SHORT TASK: Rewrite every row, requests included, starting with the row that contains "Pinpoint the flower" and going on through the end of the rows. Shift each bounding-box coordinate in the answers up by 51.

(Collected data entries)
━━━━━━

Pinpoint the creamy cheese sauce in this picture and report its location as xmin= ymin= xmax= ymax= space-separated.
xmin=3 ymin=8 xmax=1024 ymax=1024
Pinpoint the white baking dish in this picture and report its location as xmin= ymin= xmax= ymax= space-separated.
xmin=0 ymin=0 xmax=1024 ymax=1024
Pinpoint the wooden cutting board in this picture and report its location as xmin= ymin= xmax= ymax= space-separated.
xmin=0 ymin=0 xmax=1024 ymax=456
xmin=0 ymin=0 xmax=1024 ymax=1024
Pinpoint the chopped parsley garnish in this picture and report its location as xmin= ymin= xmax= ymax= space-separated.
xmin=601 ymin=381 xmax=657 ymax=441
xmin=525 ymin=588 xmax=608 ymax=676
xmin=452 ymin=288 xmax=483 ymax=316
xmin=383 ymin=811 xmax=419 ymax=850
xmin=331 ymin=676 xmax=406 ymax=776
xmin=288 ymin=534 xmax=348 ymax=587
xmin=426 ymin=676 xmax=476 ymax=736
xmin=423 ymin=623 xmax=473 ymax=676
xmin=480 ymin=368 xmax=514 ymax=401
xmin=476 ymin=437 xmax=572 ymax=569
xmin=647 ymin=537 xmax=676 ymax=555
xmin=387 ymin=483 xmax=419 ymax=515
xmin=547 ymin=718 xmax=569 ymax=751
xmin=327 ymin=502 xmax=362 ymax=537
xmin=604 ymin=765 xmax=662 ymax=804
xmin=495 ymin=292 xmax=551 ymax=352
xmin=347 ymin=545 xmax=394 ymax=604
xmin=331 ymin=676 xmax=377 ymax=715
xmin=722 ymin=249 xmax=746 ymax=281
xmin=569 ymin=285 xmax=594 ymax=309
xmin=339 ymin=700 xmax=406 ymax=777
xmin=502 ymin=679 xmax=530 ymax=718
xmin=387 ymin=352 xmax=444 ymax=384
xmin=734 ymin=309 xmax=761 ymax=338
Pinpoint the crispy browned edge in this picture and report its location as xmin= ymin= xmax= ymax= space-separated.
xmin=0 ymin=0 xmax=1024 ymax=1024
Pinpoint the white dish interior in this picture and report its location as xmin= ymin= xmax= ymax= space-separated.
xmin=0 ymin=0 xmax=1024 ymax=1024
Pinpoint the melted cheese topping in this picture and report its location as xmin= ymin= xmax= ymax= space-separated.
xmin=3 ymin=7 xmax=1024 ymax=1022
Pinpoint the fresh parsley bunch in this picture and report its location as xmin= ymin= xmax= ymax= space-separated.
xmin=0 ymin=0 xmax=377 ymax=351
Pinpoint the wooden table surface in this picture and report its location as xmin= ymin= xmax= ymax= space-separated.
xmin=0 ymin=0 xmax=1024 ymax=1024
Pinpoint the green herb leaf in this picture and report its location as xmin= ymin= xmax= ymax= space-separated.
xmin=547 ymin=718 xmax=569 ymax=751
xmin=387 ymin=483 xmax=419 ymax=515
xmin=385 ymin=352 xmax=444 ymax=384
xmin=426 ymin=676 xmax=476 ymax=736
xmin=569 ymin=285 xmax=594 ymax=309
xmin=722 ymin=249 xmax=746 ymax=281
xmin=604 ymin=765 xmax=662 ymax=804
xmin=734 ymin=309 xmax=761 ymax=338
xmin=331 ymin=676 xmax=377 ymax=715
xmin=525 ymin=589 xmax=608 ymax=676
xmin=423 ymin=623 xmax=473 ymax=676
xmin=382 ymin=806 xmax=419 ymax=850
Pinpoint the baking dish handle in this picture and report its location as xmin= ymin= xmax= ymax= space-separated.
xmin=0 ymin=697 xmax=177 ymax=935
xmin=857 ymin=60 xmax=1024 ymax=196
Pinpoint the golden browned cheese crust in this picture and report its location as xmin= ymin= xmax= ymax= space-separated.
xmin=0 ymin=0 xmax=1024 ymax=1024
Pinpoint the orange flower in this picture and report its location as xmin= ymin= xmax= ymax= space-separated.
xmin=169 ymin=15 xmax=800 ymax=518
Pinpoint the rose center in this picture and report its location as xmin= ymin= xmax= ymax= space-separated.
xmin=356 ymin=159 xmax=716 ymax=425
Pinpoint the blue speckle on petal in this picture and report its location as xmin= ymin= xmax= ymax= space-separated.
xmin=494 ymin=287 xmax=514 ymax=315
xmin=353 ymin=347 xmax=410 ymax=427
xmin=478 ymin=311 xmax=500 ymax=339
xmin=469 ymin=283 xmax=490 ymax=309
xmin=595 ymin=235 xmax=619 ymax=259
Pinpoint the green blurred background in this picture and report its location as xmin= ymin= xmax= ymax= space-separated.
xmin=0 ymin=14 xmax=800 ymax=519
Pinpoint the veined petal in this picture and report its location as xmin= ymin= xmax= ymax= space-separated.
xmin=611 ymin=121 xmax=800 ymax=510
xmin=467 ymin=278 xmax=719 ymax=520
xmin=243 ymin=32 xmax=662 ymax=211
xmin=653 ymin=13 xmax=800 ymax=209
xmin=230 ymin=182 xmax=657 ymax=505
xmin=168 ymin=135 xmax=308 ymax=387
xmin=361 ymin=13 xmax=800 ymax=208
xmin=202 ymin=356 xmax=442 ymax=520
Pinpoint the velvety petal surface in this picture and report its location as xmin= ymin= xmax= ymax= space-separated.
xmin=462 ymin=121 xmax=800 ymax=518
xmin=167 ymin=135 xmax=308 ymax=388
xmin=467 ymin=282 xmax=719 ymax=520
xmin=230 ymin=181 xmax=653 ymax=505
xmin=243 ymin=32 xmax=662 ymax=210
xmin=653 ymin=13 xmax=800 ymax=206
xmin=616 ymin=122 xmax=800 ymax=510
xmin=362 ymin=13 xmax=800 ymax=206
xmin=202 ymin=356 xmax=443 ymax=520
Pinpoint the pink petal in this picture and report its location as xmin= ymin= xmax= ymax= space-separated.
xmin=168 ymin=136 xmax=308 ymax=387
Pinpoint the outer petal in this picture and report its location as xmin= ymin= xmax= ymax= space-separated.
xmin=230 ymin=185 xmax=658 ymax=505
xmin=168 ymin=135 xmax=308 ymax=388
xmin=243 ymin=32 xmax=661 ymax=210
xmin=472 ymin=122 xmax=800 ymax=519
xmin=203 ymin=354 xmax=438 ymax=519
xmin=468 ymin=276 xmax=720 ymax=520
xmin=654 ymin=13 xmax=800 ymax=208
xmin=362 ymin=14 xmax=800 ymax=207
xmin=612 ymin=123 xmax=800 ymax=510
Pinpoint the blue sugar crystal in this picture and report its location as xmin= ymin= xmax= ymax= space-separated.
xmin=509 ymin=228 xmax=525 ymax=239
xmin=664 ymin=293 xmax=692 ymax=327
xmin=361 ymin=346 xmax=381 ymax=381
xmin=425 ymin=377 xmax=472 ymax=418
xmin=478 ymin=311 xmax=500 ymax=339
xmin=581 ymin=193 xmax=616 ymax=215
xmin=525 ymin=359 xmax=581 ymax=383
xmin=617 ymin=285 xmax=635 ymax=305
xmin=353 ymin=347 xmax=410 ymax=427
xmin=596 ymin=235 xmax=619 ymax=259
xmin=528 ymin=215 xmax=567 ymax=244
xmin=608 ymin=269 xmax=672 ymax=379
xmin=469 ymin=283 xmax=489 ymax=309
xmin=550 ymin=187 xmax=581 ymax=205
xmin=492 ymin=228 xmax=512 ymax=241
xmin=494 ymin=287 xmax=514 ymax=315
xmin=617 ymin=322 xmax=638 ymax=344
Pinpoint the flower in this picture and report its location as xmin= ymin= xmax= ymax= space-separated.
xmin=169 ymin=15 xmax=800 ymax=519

━━━━━━

EXPECTED ANSWER:
Pinpoint the flower in this picture and report its location as xmin= ymin= xmax= ymax= space-separated.
xmin=220 ymin=66 xmax=851 ymax=570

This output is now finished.